Task description |
Keep only the lines in the records below that contain the string "point", matching case exactly, and copy each of those lines.

Entries |
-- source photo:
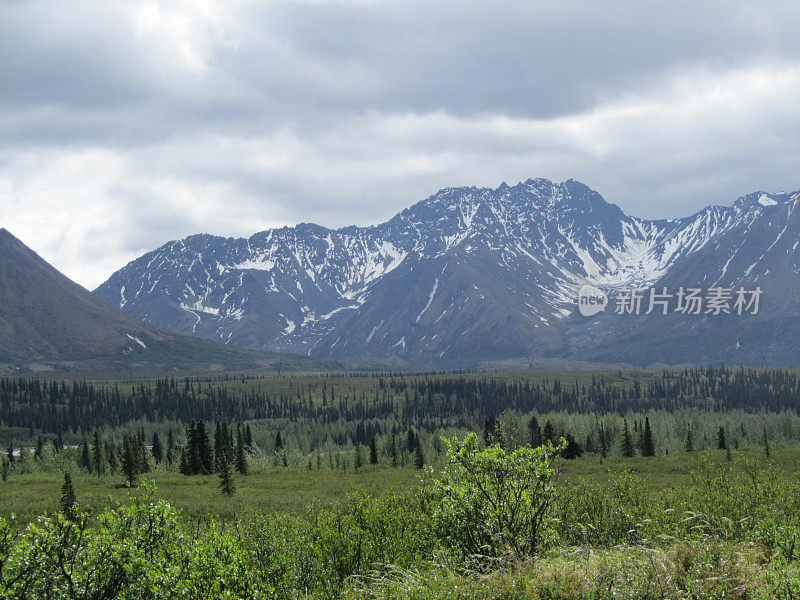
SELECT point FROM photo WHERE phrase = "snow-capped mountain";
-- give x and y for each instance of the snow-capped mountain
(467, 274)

---

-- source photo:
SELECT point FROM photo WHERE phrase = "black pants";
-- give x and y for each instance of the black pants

Written response |
SELECT point FROM photo WHERE phrase = "snow-capped mountain";
SELECT point FROM photo WHERE phrase = "black pants";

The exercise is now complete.